* [The task]: Each line from the one containing "the shoreline in" through the final line of the records is to be repeated exactly, with no additions.

Image point grounding data
++++++++
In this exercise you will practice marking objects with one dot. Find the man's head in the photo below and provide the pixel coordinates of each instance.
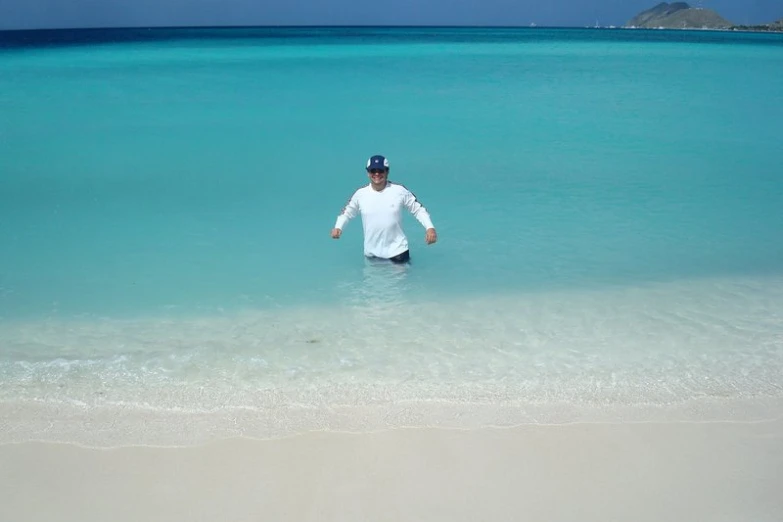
(378, 170)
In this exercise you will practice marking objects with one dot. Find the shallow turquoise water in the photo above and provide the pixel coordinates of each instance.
(196, 174)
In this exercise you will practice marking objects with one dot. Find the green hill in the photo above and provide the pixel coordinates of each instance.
(678, 15)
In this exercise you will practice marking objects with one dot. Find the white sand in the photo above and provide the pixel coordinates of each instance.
(716, 471)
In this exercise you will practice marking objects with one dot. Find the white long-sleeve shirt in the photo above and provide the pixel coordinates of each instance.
(381, 213)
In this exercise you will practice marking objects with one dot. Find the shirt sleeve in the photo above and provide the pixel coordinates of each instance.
(350, 210)
(417, 209)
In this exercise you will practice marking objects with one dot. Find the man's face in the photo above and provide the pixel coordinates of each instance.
(378, 177)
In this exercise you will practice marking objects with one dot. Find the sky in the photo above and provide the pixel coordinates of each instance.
(43, 14)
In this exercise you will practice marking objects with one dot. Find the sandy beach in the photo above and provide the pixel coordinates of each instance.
(710, 471)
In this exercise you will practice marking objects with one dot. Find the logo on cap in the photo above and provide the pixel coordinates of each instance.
(377, 162)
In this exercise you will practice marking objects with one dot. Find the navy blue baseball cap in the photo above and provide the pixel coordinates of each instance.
(377, 162)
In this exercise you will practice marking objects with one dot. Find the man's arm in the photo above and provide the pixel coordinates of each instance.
(350, 211)
(421, 215)
(417, 209)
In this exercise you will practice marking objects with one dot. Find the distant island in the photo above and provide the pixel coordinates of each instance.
(680, 15)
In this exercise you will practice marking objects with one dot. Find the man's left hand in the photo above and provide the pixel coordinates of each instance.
(430, 237)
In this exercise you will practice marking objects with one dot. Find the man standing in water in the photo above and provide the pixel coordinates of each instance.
(380, 204)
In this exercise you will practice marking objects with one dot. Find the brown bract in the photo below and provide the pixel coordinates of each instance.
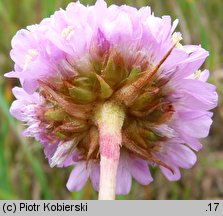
(72, 103)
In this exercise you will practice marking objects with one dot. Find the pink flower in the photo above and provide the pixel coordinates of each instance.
(79, 59)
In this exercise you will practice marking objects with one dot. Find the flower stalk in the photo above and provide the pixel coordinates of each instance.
(110, 118)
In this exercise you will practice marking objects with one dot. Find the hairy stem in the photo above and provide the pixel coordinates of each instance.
(110, 119)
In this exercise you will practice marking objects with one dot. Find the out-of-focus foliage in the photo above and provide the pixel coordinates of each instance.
(25, 173)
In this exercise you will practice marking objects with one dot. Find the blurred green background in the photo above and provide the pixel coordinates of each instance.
(25, 173)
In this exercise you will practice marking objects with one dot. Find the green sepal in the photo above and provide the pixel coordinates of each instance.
(106, 90)
(82, 95)
(56, 115)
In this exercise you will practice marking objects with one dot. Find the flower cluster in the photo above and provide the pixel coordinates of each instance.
(72, 63)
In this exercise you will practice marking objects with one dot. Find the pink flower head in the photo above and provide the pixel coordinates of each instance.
(77, 59)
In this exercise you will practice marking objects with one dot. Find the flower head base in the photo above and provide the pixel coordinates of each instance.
(96, 76)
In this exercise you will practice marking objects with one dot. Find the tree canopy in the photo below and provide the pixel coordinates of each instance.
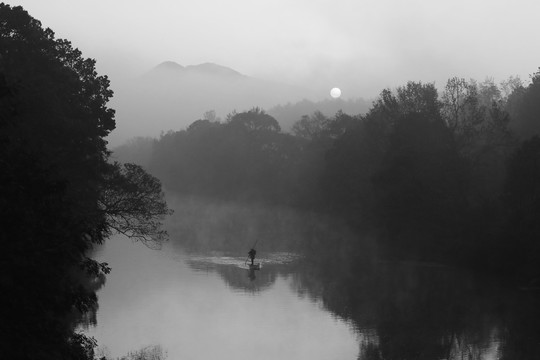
(61, 195)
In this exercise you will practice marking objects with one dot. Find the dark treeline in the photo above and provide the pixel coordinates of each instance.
(447, 177)
(60, 194)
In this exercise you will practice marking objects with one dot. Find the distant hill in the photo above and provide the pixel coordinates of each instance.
(171, 96)
(288, 114)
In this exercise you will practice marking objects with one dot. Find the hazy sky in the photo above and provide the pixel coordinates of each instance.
(361, 46)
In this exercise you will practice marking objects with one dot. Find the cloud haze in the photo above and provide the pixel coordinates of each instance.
(360, 46)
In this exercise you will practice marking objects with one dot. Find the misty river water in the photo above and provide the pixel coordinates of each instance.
(209, 306)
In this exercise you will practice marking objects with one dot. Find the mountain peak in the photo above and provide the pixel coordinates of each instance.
(213, 69)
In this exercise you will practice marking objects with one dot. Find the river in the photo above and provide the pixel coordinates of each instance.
(209, 306)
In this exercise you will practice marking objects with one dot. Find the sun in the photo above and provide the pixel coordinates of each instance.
(335, 93)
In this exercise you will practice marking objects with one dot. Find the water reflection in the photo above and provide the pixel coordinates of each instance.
(411, 311)
(378, 311)
(186, 305)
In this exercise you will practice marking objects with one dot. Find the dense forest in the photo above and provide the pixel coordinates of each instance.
(445, 176)
(61, 195)
(449, 177)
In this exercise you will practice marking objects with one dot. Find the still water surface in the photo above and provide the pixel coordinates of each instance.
(209, 306)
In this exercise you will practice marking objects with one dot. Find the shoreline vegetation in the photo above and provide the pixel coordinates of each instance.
(449, 178)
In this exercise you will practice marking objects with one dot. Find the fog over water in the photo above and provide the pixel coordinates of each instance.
(378, 162)
(155, 298)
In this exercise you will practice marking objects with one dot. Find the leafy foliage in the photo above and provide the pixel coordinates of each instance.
(60, 194)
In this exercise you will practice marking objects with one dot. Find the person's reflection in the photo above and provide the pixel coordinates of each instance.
(251, 275)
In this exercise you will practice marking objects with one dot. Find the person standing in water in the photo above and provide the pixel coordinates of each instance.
(251, 254)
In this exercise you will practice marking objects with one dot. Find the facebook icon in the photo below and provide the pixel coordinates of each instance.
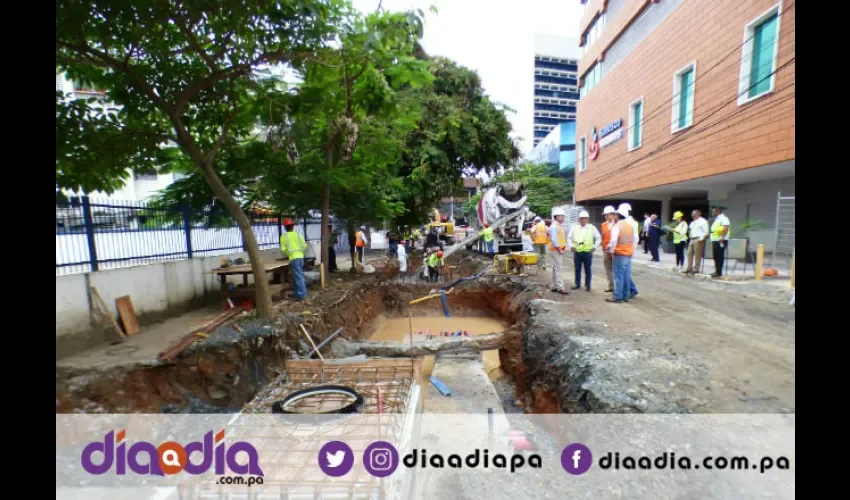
(576, 459)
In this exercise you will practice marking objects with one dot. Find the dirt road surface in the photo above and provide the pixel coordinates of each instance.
(742, 334)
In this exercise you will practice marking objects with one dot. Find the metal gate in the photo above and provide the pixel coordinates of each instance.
(784, 238)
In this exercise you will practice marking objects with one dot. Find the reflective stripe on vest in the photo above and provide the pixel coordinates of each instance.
(583, 238)
(562, 238)
(680, 234)
(292, 245)
(540, 234)
(626, 240)
(606, 235)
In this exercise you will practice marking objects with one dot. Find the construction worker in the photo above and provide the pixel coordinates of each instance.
(607, 257)
(333, 239)
(719, 235)
(698, 232)
(540, 233)
(680, 239)
(487, 234)
(360, 242)
(557, 248)
(624, 241)
(292, 245)
(583, 239)
(433, 262)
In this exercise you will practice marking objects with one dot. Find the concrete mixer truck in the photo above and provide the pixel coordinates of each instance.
(498, 201)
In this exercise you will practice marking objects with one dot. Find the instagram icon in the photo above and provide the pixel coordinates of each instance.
(380, 459)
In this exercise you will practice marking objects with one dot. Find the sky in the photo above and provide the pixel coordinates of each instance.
(496, 39)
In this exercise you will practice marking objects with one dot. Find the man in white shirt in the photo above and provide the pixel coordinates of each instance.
(719, 236)
(698, 232)
(583, 239)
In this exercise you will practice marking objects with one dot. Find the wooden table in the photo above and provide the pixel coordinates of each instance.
(279, 276)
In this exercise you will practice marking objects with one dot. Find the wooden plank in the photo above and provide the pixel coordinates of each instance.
(128, 315)
(106, 312)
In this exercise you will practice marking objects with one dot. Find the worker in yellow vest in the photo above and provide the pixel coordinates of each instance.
(584, 239)
(540, 234)
(557, 249)
(718, 236)
(360, 242)
(292, 245)
(680, 239)
(624, 238)
(487, 234)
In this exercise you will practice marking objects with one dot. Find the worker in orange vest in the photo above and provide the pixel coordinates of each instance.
(624, 241)
(540, 234)
(360, 242)
(608, 258)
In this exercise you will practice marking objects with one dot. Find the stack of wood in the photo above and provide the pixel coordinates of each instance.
(177, 348)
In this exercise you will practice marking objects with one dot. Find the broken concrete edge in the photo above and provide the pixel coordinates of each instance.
(572, 360)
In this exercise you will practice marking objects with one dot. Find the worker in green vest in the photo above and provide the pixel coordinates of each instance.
(292, 245)
(487, 234)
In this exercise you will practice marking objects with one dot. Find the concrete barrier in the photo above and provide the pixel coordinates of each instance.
(158, 291)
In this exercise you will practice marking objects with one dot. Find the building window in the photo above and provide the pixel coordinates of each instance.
(636, 119)
(582, 154)
(683, 98)
(758, 56)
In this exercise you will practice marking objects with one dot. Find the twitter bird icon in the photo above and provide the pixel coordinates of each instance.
(336, 458)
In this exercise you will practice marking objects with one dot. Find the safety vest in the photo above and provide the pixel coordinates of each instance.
(680, 234)
(562, 238)
(583, 238)
(606, 235)
(292, 245)
(541, 234)
(717, 228)
(626, 240)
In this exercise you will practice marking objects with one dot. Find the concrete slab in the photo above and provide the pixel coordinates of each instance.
(141, 348)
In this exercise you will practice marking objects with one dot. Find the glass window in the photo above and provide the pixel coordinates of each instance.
(761, 70)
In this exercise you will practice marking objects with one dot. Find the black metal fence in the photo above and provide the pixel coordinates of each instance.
(93, 235)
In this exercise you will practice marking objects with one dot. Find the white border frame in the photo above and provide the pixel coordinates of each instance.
(747, 55)
(629, 145)
(582, 154)
(677, 96)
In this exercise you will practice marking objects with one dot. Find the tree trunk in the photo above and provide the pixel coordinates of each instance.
(262, 298)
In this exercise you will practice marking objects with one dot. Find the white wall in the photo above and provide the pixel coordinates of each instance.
(153, 288)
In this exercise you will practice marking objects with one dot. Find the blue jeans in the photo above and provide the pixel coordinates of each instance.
(624, 287)
(299, 288)
(583, 259)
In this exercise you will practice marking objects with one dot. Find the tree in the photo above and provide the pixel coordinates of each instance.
(183, 74)
(461, 130)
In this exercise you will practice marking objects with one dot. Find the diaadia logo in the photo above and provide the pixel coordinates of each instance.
(169, 457)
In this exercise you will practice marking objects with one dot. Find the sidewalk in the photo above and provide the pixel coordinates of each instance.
(668, 262)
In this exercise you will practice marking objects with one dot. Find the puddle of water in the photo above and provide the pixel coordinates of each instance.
(398, 329)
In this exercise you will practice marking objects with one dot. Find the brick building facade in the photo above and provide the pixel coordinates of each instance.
(687, 104)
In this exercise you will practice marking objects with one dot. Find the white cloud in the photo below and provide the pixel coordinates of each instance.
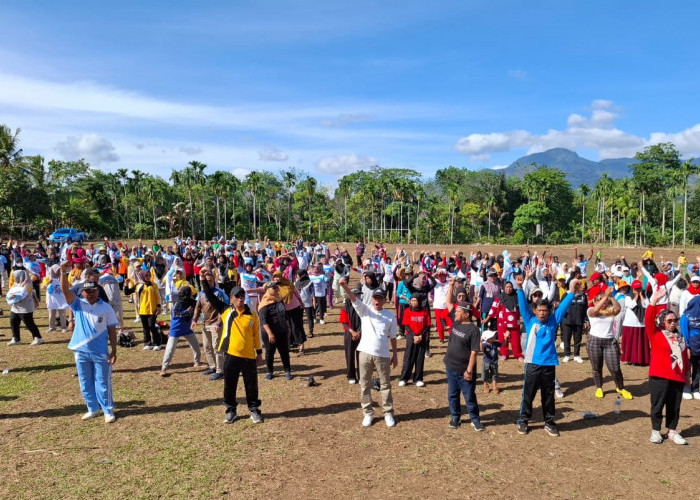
(92, 147)
(344, 164)
(272, 154)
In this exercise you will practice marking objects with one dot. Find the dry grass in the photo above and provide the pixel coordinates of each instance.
(169, 439)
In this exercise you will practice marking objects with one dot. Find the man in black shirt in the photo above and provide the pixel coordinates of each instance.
(460, 361)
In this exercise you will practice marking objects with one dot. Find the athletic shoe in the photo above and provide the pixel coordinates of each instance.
(624, 393)
(91, 414)
(389, 420)
(676, 437)
(551, 429)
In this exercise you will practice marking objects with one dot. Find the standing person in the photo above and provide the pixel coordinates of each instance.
(273, 319)
(460, 362)
(212, 326)
(95, 325)
(416, 319)
(378, 331)
(540, 355)
(352, 328)
(602, 344)
(23, 302)
(240, 344)
(181, 326)
(668, 369)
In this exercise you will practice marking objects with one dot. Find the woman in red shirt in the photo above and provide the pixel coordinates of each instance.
(668, 369)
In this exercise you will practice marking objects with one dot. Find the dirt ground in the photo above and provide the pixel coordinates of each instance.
(169, 440)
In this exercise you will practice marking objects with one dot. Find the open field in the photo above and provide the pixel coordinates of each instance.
(169, 439)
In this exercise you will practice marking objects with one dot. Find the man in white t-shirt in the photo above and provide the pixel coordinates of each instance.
(378, 327)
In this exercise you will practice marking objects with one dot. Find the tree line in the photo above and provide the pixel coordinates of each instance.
(652, 206)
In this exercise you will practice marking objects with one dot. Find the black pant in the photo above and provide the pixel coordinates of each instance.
(28, 320)
(538, 377)
(666, 394)
(148, 321)
(296, 322)
(566, 332)
(414, 355)
(310, 318)
(352, 357)
(233, 367)
(280, 344)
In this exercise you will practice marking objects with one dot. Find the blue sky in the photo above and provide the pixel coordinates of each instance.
(331, 87)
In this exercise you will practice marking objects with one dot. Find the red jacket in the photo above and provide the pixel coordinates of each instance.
(660, 364)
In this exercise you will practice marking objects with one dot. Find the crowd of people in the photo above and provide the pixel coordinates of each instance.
(257, 295)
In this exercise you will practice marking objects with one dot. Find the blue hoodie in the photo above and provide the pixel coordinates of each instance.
(690, 326)
(540, 348)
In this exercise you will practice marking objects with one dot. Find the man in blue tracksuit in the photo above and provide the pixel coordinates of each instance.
(540, 354)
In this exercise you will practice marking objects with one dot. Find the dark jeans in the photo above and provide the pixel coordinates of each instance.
(281, 344)
(538, 377)
(566, 333)
(414, 355)
(666, 394)
(28, 320)
(352, 356)
(233, 368)
(457, 384)
(148, 321)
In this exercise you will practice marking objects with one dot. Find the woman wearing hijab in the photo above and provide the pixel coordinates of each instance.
(23, 301)
(292, 304)
(668, 369)
(180, 326)
(505, 310)
(276, 331)
(635, 345)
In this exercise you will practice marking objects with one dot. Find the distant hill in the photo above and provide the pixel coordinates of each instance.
(578, 170)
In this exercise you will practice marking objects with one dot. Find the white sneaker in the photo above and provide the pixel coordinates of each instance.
(91, 414)
(389, 420)
(676, 437)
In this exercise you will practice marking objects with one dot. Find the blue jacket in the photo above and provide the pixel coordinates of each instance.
(540, 347)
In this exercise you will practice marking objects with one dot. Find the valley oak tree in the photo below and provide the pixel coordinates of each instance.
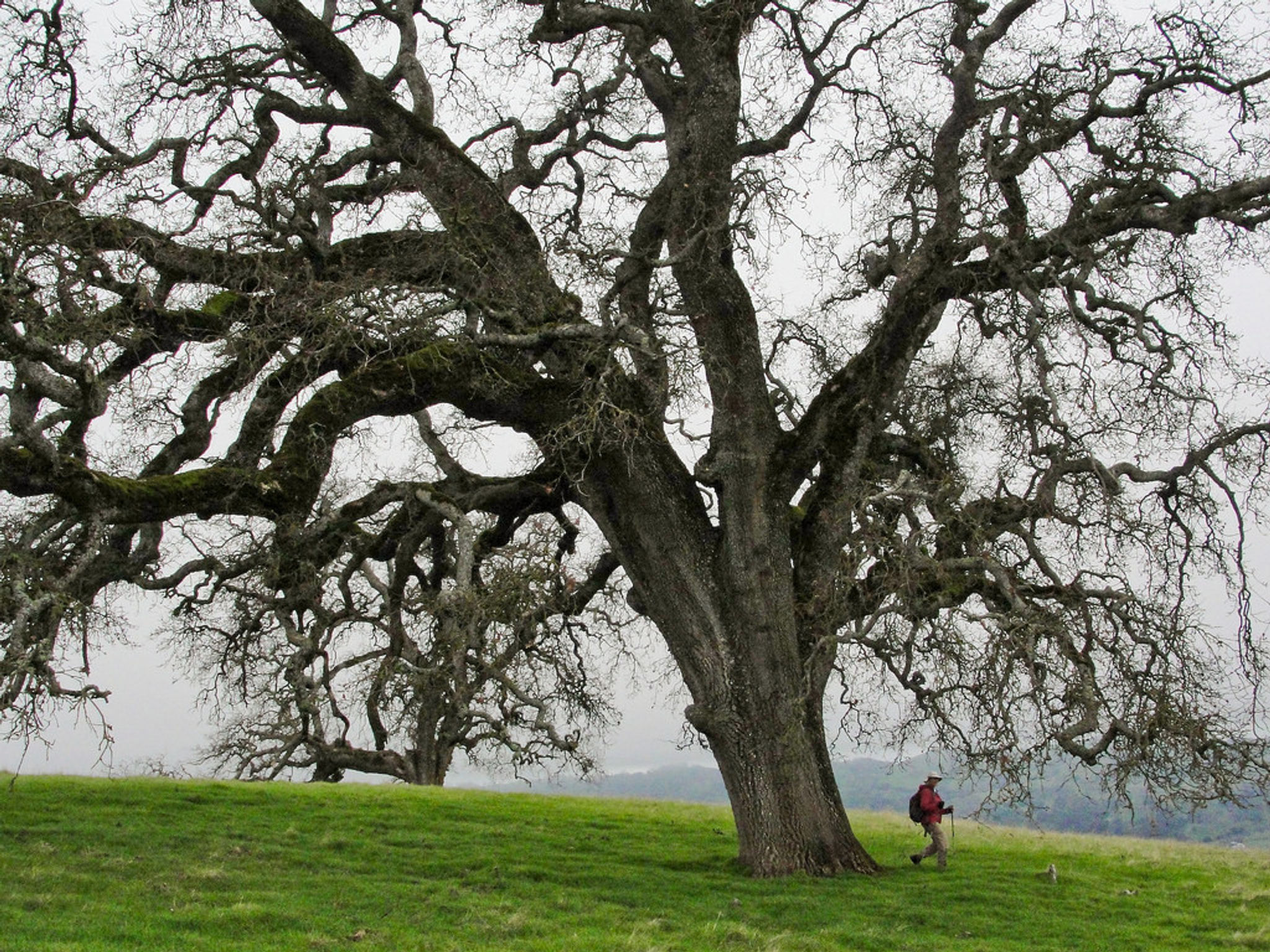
(879, 342)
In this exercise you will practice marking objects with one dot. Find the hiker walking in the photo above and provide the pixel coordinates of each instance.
(930, 809)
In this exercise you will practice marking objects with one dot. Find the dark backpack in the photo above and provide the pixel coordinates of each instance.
(915, 808)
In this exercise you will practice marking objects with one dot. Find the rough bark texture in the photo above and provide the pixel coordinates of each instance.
(940, 478)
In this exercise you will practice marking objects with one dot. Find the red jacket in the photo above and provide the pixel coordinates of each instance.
(931, 804)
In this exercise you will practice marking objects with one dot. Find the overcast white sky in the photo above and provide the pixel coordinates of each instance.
(153, 712)
(154, 718)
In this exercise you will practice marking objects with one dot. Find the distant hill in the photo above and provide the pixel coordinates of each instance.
(879, 785)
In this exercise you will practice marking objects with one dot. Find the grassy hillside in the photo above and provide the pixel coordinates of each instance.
(92, 865)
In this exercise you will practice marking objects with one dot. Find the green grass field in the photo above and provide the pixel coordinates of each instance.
(93, 865)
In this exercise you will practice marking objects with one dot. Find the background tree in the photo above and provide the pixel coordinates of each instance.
(406, 646)
(978, 467)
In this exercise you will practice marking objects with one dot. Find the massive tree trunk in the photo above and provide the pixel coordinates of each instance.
(723, 598)
(769, 743)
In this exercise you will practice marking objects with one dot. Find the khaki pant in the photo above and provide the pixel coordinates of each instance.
(939, 845)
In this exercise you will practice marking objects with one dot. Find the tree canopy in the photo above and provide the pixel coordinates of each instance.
(879, 342)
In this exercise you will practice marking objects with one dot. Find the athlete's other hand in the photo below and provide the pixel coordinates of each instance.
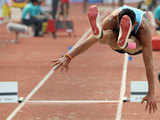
(151, 104)
(62, 62)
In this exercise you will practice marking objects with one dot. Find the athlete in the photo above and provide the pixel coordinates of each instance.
(125, 30)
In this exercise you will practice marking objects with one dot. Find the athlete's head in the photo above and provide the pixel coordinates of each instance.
(128, 12)
(35, 2)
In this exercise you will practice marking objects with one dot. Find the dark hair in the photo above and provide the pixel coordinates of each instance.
(128, 12)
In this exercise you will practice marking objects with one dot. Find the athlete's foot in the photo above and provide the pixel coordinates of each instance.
(124, 32)
(94, 19)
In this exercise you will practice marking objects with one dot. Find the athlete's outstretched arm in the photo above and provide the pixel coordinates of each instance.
(145, 38)
(79, 47)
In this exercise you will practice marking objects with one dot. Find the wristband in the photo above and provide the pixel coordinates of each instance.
(67, 55)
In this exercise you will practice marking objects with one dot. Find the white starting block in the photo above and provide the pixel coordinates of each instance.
(9, 92)
(138, 90)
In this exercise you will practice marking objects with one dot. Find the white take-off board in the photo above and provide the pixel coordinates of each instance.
(8, 92)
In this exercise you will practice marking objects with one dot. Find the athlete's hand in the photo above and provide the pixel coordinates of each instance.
(62, 63)
(151, 104)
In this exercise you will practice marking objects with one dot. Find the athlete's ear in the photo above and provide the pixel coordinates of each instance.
(133, 26)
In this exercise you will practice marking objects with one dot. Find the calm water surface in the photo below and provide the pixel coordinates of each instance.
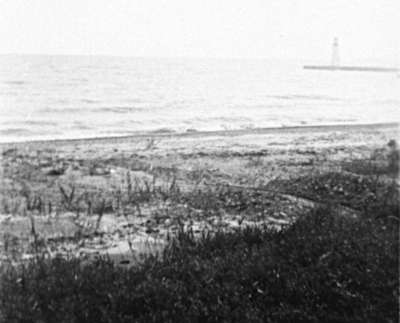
(47, 97)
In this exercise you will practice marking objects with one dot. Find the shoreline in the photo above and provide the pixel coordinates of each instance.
(203, 134)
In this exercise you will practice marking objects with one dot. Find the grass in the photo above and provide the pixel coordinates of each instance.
(323, 268)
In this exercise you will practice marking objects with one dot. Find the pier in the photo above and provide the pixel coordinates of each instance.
(335, 64)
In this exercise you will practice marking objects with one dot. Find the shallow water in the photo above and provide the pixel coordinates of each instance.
(47, 97)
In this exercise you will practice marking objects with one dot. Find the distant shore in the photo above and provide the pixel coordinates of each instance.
(196, 134)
++++++++
* [Expected answer]:
In this exercise you will practice marking objects with one dot. Find the shoreline in the photo above and provide the pixel coordinates of each instance.
(203, 134)
In this exercise you will practice marking objects with one dot. Find the grass in the photo above and provide the pixel coordinates of each instance.
(323, 268)
In this exercise you will practice marking objects with one dot. Find the pier in the photo above and provide the pixel coordinates of each instance.
(335, 64)
In this exercise you will practice marking objects with one dot. Find the shallow water in the photo above and provide the pixel coordinates of each instance.
(47, 97)
In this exercise you will practice marking objects with one dot. Find the distant shore in the photo above and provide the pixel coordinates of each instance.
(196, 134)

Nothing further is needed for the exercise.